(Exercise details) Present as a Markdown table with the columns Row and Line everything from the line containing "In the image above, tightly box the rock face." down to the line containing "0,31,200,301", both included, numbering each line in the Row column and omitting blank lines; give these lines alone.

-*-

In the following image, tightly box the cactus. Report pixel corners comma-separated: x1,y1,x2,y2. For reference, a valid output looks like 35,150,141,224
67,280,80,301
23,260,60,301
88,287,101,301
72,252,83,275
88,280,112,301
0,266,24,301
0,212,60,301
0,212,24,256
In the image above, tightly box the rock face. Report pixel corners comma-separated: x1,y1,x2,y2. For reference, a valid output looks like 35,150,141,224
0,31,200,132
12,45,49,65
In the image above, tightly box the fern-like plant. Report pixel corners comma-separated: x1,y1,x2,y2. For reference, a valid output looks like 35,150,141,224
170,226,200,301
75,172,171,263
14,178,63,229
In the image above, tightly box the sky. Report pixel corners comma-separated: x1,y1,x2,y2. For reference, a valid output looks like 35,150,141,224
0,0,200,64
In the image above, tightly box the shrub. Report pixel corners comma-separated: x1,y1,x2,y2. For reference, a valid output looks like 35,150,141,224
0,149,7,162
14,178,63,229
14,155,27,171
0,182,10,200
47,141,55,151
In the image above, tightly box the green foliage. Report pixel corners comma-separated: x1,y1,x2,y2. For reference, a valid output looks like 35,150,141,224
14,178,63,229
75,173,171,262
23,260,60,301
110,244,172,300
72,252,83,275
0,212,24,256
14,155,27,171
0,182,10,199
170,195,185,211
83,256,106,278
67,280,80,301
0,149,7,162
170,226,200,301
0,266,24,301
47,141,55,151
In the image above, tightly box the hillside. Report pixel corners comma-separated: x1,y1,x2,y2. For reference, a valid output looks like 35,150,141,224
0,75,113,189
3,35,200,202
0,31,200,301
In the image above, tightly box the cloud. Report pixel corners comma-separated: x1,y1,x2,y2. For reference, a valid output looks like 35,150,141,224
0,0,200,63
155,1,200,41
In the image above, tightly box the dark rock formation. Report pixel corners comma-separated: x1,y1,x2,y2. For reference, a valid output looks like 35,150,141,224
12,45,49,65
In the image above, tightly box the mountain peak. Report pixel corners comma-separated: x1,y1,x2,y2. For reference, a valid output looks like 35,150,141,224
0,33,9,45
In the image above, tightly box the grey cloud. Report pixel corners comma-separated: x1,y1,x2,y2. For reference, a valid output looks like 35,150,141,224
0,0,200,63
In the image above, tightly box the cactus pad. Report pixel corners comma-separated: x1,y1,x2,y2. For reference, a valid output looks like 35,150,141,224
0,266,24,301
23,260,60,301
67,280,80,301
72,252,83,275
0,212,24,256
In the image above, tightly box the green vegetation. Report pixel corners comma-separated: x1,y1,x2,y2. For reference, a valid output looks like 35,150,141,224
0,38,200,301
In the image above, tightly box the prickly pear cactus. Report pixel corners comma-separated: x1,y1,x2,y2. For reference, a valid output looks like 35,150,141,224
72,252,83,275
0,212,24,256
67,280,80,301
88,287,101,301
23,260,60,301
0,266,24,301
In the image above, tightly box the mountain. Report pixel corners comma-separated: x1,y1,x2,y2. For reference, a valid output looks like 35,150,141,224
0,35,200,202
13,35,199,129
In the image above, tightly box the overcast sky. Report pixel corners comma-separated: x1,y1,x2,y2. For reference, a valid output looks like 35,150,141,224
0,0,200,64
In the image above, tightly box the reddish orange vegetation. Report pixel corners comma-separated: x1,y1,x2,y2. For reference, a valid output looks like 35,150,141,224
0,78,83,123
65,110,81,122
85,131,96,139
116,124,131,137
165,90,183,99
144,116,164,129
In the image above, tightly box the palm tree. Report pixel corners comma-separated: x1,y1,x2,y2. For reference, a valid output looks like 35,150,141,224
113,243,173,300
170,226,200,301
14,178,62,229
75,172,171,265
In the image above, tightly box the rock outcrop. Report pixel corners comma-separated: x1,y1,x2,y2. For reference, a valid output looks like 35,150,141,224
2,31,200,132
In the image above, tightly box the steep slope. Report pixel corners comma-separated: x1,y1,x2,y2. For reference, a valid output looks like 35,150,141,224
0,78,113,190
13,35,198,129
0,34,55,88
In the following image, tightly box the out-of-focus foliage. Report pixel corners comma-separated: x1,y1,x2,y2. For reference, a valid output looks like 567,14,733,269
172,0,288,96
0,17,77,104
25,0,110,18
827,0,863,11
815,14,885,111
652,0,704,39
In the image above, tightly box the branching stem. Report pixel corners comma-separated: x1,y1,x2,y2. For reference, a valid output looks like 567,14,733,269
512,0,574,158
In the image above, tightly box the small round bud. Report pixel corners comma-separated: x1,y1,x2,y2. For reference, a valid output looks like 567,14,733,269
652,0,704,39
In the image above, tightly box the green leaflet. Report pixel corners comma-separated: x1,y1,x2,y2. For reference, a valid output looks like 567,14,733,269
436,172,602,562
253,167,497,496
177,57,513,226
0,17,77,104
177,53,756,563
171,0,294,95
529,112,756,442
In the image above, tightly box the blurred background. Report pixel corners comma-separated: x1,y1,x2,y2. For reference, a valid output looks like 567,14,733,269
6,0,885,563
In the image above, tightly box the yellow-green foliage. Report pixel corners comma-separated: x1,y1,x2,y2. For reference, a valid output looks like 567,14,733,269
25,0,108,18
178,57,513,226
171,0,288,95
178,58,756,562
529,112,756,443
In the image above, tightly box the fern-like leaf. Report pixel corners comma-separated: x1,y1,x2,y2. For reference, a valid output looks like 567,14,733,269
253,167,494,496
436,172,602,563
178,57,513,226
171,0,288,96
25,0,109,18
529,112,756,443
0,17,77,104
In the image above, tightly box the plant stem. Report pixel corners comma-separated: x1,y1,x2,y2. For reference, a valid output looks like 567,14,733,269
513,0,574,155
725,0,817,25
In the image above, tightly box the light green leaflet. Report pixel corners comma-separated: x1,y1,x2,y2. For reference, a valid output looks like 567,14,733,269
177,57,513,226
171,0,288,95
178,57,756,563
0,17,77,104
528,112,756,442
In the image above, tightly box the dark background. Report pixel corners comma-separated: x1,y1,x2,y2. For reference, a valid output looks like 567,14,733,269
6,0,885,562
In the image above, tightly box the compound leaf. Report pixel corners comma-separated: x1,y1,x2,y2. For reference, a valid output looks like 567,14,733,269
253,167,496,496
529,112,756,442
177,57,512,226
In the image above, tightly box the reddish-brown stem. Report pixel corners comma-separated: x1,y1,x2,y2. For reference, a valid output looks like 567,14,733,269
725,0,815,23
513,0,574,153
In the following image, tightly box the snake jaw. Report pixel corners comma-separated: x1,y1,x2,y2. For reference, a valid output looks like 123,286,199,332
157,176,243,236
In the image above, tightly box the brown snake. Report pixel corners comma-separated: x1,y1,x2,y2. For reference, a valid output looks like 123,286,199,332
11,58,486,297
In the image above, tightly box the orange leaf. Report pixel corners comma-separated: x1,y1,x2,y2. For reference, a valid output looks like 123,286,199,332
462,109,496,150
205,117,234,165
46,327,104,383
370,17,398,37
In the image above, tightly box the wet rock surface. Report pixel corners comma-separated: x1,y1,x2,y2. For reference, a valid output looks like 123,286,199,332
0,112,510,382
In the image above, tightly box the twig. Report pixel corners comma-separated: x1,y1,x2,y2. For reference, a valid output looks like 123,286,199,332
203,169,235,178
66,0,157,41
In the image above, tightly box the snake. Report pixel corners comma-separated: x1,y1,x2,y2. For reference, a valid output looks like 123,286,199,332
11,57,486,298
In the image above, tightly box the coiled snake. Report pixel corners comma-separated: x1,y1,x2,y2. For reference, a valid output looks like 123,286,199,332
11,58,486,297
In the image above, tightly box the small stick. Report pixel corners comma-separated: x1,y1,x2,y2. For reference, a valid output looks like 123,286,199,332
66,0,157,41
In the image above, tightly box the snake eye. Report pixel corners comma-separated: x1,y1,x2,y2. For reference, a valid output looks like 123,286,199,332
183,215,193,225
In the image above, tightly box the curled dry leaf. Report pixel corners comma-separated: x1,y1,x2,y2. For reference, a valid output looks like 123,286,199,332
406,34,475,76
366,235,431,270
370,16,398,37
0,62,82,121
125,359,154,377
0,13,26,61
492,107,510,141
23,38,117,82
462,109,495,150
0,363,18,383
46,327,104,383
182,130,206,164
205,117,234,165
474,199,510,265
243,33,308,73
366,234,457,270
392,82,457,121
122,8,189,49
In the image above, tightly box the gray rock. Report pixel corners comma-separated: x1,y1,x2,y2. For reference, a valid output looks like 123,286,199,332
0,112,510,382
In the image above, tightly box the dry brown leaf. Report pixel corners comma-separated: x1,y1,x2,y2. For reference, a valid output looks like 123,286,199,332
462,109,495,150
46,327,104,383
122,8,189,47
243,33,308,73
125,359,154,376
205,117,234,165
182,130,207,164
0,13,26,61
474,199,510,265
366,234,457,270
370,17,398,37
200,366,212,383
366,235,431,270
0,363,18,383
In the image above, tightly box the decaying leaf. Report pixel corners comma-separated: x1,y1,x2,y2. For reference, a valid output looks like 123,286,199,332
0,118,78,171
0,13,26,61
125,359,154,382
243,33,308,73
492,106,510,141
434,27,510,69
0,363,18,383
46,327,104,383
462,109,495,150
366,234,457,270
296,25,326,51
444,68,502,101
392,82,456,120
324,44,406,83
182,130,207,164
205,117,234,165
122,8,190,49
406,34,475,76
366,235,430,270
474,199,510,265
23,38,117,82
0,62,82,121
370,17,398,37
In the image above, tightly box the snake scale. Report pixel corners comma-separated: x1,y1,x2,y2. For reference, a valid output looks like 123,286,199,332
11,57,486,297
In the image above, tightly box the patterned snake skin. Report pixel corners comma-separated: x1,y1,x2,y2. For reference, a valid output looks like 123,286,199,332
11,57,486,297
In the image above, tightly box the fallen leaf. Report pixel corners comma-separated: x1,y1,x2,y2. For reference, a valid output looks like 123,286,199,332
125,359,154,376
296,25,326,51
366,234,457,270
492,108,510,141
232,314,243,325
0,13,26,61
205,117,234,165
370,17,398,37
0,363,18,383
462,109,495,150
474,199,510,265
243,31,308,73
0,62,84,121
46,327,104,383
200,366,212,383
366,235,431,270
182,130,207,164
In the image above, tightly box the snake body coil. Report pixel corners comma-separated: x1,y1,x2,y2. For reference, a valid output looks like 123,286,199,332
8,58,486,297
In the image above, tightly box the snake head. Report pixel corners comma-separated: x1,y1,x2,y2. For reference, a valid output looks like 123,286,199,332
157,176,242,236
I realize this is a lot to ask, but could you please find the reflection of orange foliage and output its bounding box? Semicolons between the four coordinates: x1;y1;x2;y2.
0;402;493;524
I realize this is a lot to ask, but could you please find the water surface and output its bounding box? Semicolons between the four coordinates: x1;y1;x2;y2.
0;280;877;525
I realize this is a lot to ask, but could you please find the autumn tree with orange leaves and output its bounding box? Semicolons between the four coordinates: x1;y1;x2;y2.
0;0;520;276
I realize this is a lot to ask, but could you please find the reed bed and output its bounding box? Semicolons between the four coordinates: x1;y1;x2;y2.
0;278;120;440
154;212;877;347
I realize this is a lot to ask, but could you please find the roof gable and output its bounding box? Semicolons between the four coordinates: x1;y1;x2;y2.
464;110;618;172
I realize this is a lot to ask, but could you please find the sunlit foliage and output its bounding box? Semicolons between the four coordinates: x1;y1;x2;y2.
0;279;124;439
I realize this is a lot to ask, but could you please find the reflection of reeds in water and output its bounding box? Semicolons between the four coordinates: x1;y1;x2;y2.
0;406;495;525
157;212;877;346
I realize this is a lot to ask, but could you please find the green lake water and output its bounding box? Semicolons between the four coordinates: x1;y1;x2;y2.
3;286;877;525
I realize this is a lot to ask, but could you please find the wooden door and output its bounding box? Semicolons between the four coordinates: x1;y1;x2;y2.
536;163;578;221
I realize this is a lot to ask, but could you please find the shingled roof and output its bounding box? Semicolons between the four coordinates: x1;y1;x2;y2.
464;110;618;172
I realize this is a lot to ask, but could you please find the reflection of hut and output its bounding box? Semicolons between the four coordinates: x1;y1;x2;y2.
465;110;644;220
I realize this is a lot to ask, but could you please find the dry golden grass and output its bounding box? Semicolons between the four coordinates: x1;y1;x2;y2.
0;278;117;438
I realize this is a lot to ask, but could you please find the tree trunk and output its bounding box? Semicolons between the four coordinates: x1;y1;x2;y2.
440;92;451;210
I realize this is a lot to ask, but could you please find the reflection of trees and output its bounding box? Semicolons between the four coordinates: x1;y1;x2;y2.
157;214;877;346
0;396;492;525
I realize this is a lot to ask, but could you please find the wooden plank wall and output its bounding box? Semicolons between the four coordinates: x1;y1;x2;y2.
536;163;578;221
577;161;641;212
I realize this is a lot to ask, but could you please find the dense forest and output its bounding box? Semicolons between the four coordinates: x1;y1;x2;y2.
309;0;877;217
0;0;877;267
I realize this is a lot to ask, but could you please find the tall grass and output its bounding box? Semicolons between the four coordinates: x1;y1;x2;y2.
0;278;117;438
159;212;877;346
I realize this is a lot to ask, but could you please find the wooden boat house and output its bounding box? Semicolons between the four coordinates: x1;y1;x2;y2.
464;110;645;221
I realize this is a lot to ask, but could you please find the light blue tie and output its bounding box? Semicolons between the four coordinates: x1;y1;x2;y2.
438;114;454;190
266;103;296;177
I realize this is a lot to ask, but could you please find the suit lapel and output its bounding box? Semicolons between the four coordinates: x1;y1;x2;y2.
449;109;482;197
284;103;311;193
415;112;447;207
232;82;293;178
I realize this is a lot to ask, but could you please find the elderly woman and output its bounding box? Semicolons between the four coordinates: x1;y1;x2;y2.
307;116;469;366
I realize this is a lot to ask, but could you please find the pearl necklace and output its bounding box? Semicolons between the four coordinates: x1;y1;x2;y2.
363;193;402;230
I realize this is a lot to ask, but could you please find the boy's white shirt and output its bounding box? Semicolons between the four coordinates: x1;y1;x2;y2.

-*-

(Answer below)
| Row | Line |
|---|---|
| 1 | In the image above, tightly box the rock face. Report pixel corners comma-separated: x1,y1,x2,y2. For reference, a valid output looks like 35,150,141,224 |
| 2 | 0,31,200,132 |
| 3 | 12,45,49,65 |
| 4 | In the image above, tightly box the fern-like plant. Report pixel corners comma-separated: x1,y1,x2,y2. For reference, a valid output looks like 35,150,141,224 |
| 5 | 170,226,200,301 |
| 6 | 75,172,171,263 |
| 7 | 14,178,63,229 |
| 8 | In the image above, tightly box the sky. Report pixel corners comma-separated: x1,y1,x2,y2. For reference, a valid output looks like 35,150,141,224 |
| 9 | 0,0,200,64 |
| 10 | In the image above, tightly box the shrub. Report pixel corners comma-separated: x1,y1,x2,y2. For reference, a valid output looks like 35,150,141,224 |
| 11 | 0,149,7,162 |
| 12 | 14,178,63,229 |
| 13 | 14,155,27,171 |
| 14 | 0,182,10,200 |
| 15 | 47,141,55,151 |
| 16 | In the image above, tightly box the green foliage. Report pixel corners comma-separated: x1,y1,x2,y2. For reference, a valid output looks like 35,150,141,224 |
| 17 | 14,178,63,229 |
| 18 | 75,173,171,262 |
| 19 | 23,260,60,301 |
| 20 | 110,244,172,300 |
| 21 | 72,252,83,275 |
| 22 | 0,212,24,256 |
| 23 | 14,155,27,171 |
| 24 | 0,182,10,199 |
| 25 | 170,195,185,211 |
| 26 | 83,256,106,278 |
| 27 | 67,280,80,301 |
| 28 | 0,149,7,162 |
| 29 | 170,226,200,301 |
| 30 | 0,266,24,301 |
| 31 | 47,141,55,151 |
| 32 | In the image above, tightly box the hillside. Report pixel corners comma-separated: x1,y1,x2,y2. For reference, a valid output looks like 35,150,141,224 |
| 33 | 0,75,113,189 |
| 34 | 3,35,200,202 |
| 35 | 0,31,200,301 |